• ATTIVITÀ DA SVOLGERE:
A: Risponda alle seguenti domande sull'intervista a Kathy Shorr:
(i) Di quali colori era la Chevy della nonna?
(ii) In quale anno è stato pubblicato il libro SHOT: 101. Survivors of Gun Violence in America?
(iii) Presso quale scuola si è laureata l'intervistata?
B: Trascriva dall'intervista a Kathy Shorr il passo che comincia con "Quando facevo la" e prosegue fino a "mondo e procedeva.".
C: Prosegua l'intervista a Kathy Shorr, riprendendo subito dopo l'ultima frase riportata.

• ESTRATTO DEL DOCUMENTO:
* * *

Mia nonna Lulu Weiss Prendergast, una delle due persone a cui è dedicato il libro Limousine, era l’unica a casa a possedere un’automobile. Aveva una favolosa Chevy (Chevrolet) di due tonalità verde chiaro e scuro. Andavo sempre in giro con lei.
Lei ha significato molto per te?
Mia nonna è stata una figura fondamentale della mia vita, molto più di mia madre; il fatto che guidasse un’automobile per me rappresentava la libertà. Quando ero a Brooklyn, e successivamente nel Queens, l’obiettivo di molte persone che aspiravano a fare carriera era quello di lasciare quelle zone e trasferirsi nella City. Oggi questo sentimento è molto diverso, dato che a Brooklyn si trasferiscono molti giovani, preferendola a Manhattan. Per me Brooklyn è stato un luogo di lavoro molto familiare.
E perché?
Quando facevo la chauffeur mi sentivo a mio agio con le persone che accompagnavo alle feste e con cui potevo identificarmi perché ero come loro. Pur provando un senso di familiarità e un po’ di nostalgia, avevo però scelto di vivere nella City. Laurearmi alla School of Visual Arts mi aveva cambiato la vita. Avevo un piede nella mia vecchia vita, ma l’altro era nel mio nuovo mondo e procedeva.












Gli altri progetti di Kathy Shorr
Nel 2017 è stato pubblicato il tuo libro SHOT: 101. Survivors of Gun Violence in America (powerHouse, Brooklyn) e due anni dopo, nel 2019, hai fondato l’organizzazione no-profit SHOT: We the People per promuovere SHOT: We the Mothers, un progetto premiato dalla National Press Photographers Association che racconta la storia di madri che hanno perso i propri figli a causa della violenza con armi da fuoco. In che modo questo progetto riflette i diversi generi della fotografia di cui sei interprete: fotografia documentaria, ritrattistica e street photography?
Tutti e tre questi generi mi appartengono, ma non so mai quale possa essere la direzione del mio lavoro. Lascio che sia il soggetto a portarmi. In SHOT: 101. Survivors of Gun Violence in America volevo far parte della storia di quei sopravvissuti perché è qualcosa che può succedere a chiunque. Il progetto coinvolge volutamente a vari livelli. Mi considero anche street photographer perché per questo lavoro sono stata in luoghi che non conosco, magari un angolo di strada a Brooklyn o un’altra città. Lo definisco una sorta di guerrilla portraiture (ritrattistica da combattimento) perché fotografo senza un programma predefinito. Ma c’è sempre collaborazione tra il soggetto e me. Voglio che ci sia la percezione che io possa essere la sua voce. Non dico mai alle persone come vestirsi o mettersi in posa. Si tratta anche di una fotografia documentaria, un linguaggio che mi appartiene come fotografa.

* * *

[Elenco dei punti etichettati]

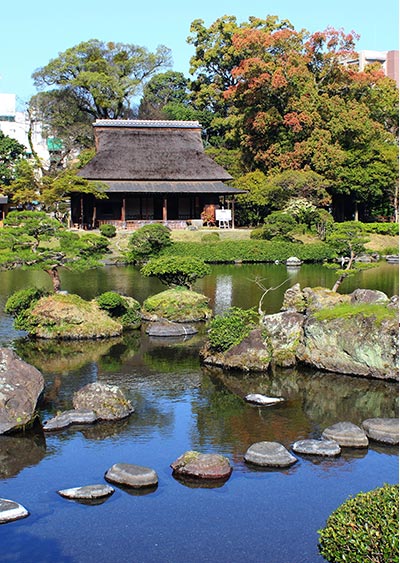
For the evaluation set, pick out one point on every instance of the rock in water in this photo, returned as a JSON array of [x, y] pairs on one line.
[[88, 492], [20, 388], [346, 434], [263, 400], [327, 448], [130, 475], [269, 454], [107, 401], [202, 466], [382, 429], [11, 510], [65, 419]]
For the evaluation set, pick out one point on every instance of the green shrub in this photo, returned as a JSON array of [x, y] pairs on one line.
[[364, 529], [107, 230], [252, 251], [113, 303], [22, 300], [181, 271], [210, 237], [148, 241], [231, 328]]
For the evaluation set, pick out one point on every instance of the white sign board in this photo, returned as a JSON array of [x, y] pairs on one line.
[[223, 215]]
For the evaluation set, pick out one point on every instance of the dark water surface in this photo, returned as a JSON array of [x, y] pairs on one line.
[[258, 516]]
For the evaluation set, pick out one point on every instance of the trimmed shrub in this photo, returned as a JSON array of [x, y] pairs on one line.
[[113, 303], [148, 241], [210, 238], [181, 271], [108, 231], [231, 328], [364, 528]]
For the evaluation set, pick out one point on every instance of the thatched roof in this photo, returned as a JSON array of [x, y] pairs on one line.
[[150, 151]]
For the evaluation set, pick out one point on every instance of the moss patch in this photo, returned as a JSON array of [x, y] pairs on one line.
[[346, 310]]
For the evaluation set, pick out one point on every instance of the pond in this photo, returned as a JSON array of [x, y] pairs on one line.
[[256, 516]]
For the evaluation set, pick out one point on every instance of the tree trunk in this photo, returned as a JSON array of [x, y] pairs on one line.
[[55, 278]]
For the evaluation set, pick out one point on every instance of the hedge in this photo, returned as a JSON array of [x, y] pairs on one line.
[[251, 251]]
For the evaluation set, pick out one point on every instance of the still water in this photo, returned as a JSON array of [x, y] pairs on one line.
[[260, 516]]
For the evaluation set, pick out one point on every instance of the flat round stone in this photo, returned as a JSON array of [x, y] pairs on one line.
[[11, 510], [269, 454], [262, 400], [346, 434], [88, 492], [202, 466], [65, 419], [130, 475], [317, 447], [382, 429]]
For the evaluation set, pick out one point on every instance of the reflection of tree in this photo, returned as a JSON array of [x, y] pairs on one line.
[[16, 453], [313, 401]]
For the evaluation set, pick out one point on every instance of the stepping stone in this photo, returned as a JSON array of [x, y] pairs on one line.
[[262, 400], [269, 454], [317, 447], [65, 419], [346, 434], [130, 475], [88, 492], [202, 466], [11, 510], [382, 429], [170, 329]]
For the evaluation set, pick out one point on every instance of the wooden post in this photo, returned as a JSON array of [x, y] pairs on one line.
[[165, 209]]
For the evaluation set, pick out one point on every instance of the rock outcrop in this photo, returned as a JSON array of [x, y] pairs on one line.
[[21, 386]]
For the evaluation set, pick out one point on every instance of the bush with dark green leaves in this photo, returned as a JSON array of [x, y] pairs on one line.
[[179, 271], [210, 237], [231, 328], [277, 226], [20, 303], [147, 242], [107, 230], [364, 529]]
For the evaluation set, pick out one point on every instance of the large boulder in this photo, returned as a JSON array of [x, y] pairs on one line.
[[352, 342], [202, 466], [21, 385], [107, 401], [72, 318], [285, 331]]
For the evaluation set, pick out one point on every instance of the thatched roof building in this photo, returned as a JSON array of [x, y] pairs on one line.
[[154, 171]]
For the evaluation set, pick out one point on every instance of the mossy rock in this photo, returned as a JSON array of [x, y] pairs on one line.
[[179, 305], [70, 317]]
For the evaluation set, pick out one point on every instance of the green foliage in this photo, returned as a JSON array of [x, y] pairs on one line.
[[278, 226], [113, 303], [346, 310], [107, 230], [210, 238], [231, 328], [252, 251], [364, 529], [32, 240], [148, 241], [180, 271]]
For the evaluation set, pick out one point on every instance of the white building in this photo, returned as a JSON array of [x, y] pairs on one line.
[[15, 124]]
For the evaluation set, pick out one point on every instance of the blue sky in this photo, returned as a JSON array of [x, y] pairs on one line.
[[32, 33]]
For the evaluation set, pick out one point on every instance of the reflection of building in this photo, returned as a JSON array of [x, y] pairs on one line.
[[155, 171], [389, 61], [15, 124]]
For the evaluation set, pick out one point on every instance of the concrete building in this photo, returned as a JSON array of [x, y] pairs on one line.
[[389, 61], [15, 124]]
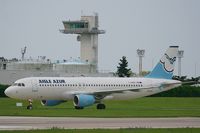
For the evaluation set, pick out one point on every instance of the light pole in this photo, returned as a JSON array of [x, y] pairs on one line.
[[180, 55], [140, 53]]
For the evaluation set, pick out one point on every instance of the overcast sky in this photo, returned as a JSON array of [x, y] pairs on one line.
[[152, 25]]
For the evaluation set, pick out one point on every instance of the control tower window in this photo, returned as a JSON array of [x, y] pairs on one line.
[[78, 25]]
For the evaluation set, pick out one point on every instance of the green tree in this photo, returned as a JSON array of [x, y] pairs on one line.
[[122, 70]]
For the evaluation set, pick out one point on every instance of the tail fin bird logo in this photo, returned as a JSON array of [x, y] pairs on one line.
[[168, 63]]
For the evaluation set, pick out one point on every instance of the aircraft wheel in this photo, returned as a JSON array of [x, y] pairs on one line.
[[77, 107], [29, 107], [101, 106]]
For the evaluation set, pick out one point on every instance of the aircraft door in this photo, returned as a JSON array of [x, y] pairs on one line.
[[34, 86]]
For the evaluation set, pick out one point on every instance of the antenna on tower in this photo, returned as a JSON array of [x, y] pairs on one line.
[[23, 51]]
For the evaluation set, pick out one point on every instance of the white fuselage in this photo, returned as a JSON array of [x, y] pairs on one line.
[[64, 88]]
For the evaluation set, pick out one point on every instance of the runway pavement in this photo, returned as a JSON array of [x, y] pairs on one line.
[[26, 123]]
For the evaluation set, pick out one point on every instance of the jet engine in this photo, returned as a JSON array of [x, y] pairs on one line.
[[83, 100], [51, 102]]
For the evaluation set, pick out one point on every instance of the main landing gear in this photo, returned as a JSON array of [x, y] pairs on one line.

* * *

• RISPOSTE:
A:
(i) Due tonalità di verde, chiaro e scuro.
(ii) Nel 2017.
(iii) Presso la School of Visual Arts.

B:
Quando facevo la chauffeur mi sentivo a mio agio con le persone che accompagnavo alle feste e con cui potevo identificarmi perché ero come loro. Pur provando un senso di familiarità e un po’ di nostalgia, avevo però scelto di vivere nella City. Laurearmi alla School of Visual Arts mi aveva cambiato la vita. Avevo un piede nella mia vecchia vita, ma l’altro era nel mio nuovo mondo e procedeva.

C:
Cosa ti ha spinto a iniziare questo progetto?
Nel 2013 insegnavo arte e fotografia in una scuola pubblica di New York e vedendo tanti ragazzini che avevano le tessere commemorative di persone uccise appuntate sugli abiti – solitamente si tratta di parenti o amici uccisi con armi da fuoco – mi sono chiesta cosa ne è, invece, dei sopravvissuti di cui nessuno parla. Si pensa che siano fortunati perché sono sopravvissuti e che per questo stiano bene. Ho deciso di ascoltare le loro storie, forse anche perché anch’io ho vissuto un’esperienza analoga. Anni fa mi è stata puntata in faccia una pistola, mentre ero nel mio loft nel Village e sono stata derubata.
Deve essere stato terribile.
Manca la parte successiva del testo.